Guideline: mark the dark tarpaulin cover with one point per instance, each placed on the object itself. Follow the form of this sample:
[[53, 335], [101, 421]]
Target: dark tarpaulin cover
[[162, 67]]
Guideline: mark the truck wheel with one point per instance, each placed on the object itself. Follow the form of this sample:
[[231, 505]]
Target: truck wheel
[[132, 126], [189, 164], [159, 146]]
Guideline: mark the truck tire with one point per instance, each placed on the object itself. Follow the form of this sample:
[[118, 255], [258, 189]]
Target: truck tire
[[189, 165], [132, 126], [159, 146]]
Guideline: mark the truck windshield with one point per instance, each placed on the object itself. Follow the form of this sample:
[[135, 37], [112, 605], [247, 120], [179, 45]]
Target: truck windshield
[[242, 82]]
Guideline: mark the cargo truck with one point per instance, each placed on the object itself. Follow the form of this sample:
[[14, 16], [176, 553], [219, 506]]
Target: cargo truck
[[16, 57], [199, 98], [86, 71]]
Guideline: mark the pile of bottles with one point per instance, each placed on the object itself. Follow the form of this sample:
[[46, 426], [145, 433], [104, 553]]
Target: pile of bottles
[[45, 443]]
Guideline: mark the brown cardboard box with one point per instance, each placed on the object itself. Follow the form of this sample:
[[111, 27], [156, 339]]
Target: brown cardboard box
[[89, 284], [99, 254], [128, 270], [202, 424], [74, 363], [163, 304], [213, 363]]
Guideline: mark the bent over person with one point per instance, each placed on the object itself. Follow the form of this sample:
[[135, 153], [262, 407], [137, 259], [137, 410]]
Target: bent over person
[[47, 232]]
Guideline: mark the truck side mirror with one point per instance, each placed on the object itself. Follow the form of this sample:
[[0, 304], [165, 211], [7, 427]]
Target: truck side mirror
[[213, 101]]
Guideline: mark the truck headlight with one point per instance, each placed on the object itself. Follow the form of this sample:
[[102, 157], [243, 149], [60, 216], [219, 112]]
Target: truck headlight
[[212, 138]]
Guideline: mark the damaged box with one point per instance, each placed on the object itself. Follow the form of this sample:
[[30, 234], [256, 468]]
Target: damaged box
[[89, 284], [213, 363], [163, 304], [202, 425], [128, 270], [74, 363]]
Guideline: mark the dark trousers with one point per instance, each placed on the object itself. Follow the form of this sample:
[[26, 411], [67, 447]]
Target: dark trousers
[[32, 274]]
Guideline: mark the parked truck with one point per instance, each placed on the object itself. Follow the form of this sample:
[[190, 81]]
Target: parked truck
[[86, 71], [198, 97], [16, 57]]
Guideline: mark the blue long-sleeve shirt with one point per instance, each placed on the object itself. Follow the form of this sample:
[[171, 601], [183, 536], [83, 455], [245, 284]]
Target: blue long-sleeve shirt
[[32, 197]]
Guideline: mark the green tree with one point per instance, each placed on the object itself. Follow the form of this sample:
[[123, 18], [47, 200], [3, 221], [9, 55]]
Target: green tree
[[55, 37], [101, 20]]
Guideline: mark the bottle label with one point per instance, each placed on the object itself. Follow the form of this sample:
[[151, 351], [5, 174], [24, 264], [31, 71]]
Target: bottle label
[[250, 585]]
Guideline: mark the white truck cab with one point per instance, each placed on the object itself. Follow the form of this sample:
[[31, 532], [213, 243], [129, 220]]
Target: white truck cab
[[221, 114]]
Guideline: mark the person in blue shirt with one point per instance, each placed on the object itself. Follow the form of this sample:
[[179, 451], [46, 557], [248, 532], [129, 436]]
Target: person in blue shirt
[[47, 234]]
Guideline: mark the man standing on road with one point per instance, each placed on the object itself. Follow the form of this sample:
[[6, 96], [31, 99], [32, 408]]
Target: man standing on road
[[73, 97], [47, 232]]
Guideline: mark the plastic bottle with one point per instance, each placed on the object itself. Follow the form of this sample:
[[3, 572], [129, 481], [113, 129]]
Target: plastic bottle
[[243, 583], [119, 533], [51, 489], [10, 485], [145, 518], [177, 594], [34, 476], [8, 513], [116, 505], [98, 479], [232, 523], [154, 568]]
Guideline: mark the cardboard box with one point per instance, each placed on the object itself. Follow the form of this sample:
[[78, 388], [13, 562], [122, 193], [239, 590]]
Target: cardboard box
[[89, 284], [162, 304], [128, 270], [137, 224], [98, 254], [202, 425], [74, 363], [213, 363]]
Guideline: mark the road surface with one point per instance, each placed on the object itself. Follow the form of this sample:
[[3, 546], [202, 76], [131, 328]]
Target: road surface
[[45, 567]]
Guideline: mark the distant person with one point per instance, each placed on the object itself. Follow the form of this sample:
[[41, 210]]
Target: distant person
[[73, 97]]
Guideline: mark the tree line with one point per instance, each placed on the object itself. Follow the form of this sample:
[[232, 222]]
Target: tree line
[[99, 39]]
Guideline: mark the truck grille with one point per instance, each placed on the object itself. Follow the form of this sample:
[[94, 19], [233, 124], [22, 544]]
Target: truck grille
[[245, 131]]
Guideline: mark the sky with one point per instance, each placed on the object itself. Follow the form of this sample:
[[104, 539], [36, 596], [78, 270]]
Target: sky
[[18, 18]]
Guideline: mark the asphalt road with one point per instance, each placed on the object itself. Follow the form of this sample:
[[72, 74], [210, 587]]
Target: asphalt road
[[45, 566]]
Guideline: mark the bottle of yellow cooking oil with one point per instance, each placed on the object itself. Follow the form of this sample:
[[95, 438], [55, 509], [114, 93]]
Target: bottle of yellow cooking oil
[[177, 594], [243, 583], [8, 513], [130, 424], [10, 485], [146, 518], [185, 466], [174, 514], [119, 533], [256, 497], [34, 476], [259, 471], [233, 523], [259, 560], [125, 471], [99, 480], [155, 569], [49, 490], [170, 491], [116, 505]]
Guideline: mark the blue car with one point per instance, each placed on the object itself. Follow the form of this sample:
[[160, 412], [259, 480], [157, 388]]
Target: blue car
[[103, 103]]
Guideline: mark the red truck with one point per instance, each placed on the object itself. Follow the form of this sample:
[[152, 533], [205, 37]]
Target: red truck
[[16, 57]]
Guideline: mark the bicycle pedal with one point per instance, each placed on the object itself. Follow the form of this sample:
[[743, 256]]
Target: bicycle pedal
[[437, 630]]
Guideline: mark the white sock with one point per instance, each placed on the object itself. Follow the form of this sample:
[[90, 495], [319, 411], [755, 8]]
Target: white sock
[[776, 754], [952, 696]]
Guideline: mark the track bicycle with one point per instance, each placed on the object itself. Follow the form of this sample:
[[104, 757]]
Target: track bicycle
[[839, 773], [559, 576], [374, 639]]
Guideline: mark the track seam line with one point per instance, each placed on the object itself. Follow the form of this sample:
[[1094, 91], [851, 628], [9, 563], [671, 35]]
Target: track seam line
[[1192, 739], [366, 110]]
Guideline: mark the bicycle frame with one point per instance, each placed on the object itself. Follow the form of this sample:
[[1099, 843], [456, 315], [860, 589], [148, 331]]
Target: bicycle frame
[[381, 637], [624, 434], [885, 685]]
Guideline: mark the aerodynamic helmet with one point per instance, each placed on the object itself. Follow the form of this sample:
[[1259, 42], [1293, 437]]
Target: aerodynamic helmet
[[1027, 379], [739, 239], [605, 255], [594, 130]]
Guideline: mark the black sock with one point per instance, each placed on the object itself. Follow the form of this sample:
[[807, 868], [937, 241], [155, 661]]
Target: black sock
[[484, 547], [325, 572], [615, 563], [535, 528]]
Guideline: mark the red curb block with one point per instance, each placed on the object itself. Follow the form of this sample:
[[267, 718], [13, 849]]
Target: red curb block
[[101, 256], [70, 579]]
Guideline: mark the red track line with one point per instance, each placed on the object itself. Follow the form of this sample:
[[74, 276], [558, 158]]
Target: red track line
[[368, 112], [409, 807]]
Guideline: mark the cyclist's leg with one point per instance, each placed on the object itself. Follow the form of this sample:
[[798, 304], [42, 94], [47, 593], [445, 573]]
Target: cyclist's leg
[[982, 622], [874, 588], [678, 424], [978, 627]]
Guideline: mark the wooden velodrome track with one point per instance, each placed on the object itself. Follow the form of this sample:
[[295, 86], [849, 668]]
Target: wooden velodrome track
_ _ _ _ _ _ _
▶ **ASSIGNMENT**
Look above and repeat, character for character, the lines from the first one to the line with "[[111, 27], [156, 339]]", counting both.

▶ **ANSWER**
Guideline: mark the dark tarpaulin cover with one point per instance, each placed on the object itself. Follow the form of this sample:
[[53, 335], [101, 421]]
Target: dark tarpaulin cover
[[162, 67]]
Guideline: mark the truck wheel with one point per instance, each placed on the object itself. Follow the form of this sample:
[[231, 505]]
Target: truck wheel
[[132, 126], [189, 164], [159, 146]]
Guideline: mark the truck tire with one point per instance, each placed on the object itself. Follow the form of this sample:
[[118, 255], [258, 189]]
Target: truck tire
[[189, 165], [132, 126], [159, 146]]
Guideline: mark the truck windshield with one point per instance, each placed on the object itself. Follow the form of this sample:
[[135, 37], [112, 605], [247, 120], [179, 45]]
Target: truck windshield
[[242, 82]]
Guideline: mark the cargo truck with one point per instance, each placed on the object itself. Follow the form of this sample:
[[14, 16], [176, 553], [219, 506]]
Target: cargo truck
[[16, 57], [199, 98], [86, 71]]
Guideline: mark the pile of bottles with one point per instance, each placed on the object itself. Follow the form of this sample:
[[46, 426], [145, 433], [104, 553]]
Target: pile of bottles
[[45, 443]]
Guideline: mark the brown cardboard box with one point per instance, each placed on the object itself. Follow the form of this sample:
[[111, 27], [156, 339]]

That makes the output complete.